§ TASK STATEMENT: Copy exactly, and only, the lines from the line containing "of the exterior" through the last line of the records below, both included.

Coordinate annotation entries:
========================================
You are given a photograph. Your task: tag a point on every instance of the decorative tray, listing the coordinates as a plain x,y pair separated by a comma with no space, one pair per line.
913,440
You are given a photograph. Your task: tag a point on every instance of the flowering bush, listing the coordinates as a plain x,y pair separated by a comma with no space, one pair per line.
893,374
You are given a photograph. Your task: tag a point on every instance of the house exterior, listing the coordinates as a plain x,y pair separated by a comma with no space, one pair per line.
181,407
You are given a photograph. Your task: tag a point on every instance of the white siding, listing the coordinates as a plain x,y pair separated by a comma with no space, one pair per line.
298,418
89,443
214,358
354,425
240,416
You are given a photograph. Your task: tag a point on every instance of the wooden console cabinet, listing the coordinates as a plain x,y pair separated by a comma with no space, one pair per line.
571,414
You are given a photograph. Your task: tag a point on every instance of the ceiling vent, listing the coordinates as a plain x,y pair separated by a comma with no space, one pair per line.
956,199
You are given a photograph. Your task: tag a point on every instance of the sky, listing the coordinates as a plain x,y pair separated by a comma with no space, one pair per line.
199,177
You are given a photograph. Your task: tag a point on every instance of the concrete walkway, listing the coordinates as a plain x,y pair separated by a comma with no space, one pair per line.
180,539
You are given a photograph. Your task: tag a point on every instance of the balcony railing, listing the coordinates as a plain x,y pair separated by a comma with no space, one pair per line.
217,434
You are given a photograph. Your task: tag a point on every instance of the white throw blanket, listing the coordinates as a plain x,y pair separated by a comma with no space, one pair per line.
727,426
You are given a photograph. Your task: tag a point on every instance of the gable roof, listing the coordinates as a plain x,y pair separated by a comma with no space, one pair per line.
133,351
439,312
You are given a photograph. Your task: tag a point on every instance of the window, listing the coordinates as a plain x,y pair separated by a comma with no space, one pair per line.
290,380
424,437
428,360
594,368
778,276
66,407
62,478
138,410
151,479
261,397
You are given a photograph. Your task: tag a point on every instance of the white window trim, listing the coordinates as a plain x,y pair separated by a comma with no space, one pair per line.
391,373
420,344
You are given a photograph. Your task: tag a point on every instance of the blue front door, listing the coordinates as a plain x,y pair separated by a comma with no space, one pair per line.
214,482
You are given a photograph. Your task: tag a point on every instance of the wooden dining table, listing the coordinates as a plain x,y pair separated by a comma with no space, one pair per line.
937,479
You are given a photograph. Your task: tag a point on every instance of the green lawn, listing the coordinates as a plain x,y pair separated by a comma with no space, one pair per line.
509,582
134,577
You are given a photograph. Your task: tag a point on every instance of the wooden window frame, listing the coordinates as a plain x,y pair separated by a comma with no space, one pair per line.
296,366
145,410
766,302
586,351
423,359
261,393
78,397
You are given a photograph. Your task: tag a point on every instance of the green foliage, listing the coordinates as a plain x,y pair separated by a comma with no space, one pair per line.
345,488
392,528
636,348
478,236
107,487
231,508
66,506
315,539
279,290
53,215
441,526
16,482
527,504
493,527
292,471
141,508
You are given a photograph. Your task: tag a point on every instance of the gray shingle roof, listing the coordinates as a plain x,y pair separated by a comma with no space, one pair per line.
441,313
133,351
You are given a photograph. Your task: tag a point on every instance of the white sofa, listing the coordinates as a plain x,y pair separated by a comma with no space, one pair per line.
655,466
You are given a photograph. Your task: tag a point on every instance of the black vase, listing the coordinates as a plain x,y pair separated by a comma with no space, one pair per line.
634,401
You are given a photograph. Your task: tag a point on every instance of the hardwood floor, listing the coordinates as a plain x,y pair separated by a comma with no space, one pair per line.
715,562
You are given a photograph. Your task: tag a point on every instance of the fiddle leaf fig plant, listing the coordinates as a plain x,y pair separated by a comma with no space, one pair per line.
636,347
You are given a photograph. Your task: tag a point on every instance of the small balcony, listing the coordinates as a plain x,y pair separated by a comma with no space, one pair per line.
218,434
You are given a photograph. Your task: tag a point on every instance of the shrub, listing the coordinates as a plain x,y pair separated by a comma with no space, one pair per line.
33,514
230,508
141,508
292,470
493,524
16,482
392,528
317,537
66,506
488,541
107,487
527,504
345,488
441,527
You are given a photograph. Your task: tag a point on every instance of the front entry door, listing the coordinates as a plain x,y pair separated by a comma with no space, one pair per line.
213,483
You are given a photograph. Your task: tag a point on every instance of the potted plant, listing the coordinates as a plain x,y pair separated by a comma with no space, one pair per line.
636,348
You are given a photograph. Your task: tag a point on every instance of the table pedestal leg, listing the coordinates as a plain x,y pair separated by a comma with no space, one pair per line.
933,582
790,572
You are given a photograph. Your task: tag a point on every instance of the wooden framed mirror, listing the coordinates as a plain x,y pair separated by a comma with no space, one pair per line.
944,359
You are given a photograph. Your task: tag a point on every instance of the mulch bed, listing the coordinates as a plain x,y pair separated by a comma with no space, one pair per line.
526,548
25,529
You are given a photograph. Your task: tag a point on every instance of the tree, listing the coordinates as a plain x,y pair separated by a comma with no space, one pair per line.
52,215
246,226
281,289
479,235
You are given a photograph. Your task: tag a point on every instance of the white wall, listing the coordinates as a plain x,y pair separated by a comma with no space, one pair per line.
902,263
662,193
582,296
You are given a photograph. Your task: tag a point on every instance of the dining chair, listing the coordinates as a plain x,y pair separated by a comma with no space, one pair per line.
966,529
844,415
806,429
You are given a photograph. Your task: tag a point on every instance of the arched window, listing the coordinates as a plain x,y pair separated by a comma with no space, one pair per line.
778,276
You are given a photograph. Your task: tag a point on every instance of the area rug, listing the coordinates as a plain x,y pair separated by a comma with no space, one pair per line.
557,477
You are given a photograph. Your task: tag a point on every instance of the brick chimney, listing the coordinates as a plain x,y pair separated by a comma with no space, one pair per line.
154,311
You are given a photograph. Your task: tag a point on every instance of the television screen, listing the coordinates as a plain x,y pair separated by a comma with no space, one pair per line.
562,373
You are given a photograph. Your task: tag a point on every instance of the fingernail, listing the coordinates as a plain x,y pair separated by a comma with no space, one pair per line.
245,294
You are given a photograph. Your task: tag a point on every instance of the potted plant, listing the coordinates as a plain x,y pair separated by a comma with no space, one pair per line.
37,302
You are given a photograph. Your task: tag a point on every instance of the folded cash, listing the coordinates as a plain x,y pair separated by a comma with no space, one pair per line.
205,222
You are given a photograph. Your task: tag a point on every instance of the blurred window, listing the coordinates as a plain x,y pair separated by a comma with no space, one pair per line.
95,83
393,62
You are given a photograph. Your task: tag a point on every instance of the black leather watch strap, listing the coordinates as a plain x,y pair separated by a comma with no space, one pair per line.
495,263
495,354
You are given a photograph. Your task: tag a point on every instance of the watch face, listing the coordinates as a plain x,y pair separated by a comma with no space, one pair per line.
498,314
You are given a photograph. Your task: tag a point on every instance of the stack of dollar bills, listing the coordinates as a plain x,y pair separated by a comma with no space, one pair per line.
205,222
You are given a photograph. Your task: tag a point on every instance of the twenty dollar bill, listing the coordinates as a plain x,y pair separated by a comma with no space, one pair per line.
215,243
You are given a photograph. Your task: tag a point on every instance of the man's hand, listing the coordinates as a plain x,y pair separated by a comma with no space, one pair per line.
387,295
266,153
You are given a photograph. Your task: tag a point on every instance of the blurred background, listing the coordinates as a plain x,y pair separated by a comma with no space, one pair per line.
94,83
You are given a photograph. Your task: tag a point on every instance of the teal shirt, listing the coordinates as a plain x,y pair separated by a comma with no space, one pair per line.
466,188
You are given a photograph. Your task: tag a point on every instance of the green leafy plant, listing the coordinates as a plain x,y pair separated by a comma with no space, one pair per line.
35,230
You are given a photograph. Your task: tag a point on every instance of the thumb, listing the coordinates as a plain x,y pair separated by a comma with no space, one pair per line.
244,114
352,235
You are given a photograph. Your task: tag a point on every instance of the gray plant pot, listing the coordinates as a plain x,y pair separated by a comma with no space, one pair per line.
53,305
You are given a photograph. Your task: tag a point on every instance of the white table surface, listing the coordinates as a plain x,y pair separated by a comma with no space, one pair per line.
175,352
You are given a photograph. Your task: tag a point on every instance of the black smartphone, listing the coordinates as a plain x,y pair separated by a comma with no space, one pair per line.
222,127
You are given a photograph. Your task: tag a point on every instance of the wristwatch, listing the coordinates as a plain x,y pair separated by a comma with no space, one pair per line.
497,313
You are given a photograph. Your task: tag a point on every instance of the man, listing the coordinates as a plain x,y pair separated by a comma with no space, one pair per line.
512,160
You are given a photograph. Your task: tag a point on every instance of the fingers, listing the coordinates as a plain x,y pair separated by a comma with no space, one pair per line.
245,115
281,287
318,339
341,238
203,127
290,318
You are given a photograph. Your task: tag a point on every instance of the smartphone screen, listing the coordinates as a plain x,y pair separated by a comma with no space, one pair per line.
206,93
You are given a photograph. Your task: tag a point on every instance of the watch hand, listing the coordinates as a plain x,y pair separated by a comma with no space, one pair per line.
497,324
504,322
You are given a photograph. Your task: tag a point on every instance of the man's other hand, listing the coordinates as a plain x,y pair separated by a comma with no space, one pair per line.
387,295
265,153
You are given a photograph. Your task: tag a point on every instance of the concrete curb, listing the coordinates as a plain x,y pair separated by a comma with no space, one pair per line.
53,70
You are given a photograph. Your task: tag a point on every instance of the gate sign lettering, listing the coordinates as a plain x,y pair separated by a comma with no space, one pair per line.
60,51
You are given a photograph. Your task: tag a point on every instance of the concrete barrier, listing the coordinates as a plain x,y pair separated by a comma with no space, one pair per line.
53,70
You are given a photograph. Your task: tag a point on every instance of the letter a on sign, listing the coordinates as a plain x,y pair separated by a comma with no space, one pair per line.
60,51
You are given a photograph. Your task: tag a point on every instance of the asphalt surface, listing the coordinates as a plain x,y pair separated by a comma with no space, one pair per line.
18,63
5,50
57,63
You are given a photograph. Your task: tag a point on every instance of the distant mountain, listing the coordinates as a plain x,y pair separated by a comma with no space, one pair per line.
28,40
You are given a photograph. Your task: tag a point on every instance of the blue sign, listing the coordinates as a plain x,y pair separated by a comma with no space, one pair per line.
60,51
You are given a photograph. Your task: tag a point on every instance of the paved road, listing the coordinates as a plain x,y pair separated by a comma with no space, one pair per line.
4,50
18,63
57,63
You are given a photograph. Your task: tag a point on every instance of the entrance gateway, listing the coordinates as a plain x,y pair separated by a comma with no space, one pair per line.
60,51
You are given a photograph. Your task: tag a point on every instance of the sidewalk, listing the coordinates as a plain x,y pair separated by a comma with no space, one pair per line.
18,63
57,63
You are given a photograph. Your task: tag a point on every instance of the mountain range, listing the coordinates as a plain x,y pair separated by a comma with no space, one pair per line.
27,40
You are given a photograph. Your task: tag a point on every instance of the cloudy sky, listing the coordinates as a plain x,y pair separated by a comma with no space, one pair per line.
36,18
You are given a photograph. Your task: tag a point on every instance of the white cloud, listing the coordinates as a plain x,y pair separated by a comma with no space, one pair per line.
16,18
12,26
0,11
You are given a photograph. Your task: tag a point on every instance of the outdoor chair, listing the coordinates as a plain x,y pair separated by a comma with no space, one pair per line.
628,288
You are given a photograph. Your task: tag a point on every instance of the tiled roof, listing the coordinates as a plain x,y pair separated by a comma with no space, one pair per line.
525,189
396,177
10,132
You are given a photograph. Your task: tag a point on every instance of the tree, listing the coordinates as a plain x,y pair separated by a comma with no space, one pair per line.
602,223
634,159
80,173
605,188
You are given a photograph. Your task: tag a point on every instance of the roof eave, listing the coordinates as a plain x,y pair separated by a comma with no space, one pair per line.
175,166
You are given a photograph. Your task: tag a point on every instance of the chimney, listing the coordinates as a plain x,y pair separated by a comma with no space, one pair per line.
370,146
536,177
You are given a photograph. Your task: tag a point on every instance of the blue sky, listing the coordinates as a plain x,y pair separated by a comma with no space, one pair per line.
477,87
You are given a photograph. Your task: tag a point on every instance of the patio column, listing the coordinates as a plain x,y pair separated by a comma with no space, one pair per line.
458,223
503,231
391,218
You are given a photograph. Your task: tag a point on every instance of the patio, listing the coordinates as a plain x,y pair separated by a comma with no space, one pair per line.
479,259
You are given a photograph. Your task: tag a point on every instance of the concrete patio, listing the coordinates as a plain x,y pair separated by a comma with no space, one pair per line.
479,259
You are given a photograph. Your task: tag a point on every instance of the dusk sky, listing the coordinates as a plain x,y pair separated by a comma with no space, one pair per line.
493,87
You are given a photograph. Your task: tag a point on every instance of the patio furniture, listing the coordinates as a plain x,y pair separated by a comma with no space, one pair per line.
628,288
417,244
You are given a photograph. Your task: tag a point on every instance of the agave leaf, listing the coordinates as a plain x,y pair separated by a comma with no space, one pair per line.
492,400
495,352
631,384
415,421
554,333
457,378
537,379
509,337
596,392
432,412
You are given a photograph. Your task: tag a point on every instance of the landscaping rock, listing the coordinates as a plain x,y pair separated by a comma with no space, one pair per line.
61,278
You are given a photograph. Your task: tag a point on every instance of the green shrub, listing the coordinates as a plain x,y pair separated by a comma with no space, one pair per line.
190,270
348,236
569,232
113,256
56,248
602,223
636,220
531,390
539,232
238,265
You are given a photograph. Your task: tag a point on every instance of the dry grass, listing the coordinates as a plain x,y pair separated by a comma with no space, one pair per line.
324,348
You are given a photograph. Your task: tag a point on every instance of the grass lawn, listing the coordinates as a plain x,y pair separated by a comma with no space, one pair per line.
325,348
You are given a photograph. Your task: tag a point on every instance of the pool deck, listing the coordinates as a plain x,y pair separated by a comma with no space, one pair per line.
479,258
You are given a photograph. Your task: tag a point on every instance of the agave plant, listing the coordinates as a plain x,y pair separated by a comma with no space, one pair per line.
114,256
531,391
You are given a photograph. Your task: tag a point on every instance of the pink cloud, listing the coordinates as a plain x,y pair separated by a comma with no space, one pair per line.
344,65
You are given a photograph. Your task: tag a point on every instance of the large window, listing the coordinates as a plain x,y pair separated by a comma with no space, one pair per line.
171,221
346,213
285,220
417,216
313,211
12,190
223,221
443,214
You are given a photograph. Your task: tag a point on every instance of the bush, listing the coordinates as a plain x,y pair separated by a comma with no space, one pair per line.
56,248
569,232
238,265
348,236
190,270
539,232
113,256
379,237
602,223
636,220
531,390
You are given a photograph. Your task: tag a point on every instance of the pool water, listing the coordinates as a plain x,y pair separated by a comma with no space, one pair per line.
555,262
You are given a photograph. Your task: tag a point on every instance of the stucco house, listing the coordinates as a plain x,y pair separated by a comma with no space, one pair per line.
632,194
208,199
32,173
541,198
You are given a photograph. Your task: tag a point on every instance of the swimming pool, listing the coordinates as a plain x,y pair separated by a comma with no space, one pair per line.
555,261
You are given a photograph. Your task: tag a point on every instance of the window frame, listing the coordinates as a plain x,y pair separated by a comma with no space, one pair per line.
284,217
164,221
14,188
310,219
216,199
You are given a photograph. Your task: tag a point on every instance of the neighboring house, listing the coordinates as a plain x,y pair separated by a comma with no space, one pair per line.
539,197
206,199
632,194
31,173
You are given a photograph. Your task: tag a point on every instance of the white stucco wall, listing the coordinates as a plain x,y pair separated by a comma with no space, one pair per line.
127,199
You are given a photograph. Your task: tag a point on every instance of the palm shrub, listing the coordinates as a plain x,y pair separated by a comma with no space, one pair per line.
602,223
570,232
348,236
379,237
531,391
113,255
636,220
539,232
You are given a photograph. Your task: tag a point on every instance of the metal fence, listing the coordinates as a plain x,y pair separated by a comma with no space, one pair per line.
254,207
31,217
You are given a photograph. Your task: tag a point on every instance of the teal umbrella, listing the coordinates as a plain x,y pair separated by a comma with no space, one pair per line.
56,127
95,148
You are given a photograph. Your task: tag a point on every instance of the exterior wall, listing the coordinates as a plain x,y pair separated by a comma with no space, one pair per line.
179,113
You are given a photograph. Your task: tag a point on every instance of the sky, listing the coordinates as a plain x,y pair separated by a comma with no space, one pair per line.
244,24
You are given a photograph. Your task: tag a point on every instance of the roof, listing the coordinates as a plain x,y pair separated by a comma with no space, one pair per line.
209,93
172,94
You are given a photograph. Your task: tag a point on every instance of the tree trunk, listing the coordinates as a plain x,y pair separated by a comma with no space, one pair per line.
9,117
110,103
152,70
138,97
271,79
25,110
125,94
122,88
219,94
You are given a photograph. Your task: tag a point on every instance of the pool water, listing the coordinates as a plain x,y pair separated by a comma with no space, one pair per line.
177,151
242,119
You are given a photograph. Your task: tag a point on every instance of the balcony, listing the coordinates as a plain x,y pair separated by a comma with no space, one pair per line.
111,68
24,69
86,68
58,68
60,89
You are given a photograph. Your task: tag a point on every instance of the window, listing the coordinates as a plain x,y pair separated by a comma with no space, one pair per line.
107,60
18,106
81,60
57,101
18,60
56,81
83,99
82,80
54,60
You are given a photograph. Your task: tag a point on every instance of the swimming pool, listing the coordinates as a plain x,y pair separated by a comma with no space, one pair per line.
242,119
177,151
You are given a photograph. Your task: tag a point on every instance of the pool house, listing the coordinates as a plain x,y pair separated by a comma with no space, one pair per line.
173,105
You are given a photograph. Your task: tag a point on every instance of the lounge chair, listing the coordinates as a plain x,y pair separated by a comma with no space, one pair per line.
========================================
§ CORRECT OUTPUT:
You are given a photograph. Your task: tag a point on every instance of the exterior wall, listing the coordinates as a plain x,y pair separated by a comma with no space, one pair per line.
179,113
You are given a photograph. Your task: tag a point on every instance of the sky, listing the coordinates as a plain x,y pair separated by a comma with no space, one pair per line.
244,24
You are given a photograph. Your task: tag a point on every instance of the roof, listing the coordinates as a plain x,y pair separated by a comma with no space, one pair per line.
209,93
172,94
You are given a photograph. Your task: tag a point on every instance of the tree trunk, listing the coordinates as a plain x,y pair separated by a comma with no space, one pair per line.
9,117
110,103
152,70
138,97
271,79
25,110
125,94
122,88
219,94
You are given a photograph. Your task: tag a point on every instance of the pool water, listing the coordinates as a plain x,y pair separated by a comma with no space, one pair per line.
177,151
242,119
You are given a photograph. Your task: tag a point on every instance of the balcony, listing the coordinates as a plain x,y pair separated by a comma with no space, one pair per line.
111,68
24,69
86,68
58,68
60,89
You are given a photograph. Your task: tag a point on every instance of the window, listing the coordinates as a plain x,y pair separated by a comma with no space, one pair per line.
107,60
18,106
81,60
57,101
18,60
56,81
83,99
82,80
54,60
You are given a photograph. Your task: tag a point on every instance of the swimming pool, listing the coordinates as a plain x,y pair separated by a comma with no space, one pair per line.
242,119
177,151
You are given a photograph. Your task: tag a point on every instance of the pool house, listing the coordinates as a plain x,y pair separated by a comma with no space, one pair per line.
173,105
You are given a photograph. Your task: tag a point on every instance of the lounge chair, listing the coordinates as a plain x,y pair separated by a comma with no space, one pair per line.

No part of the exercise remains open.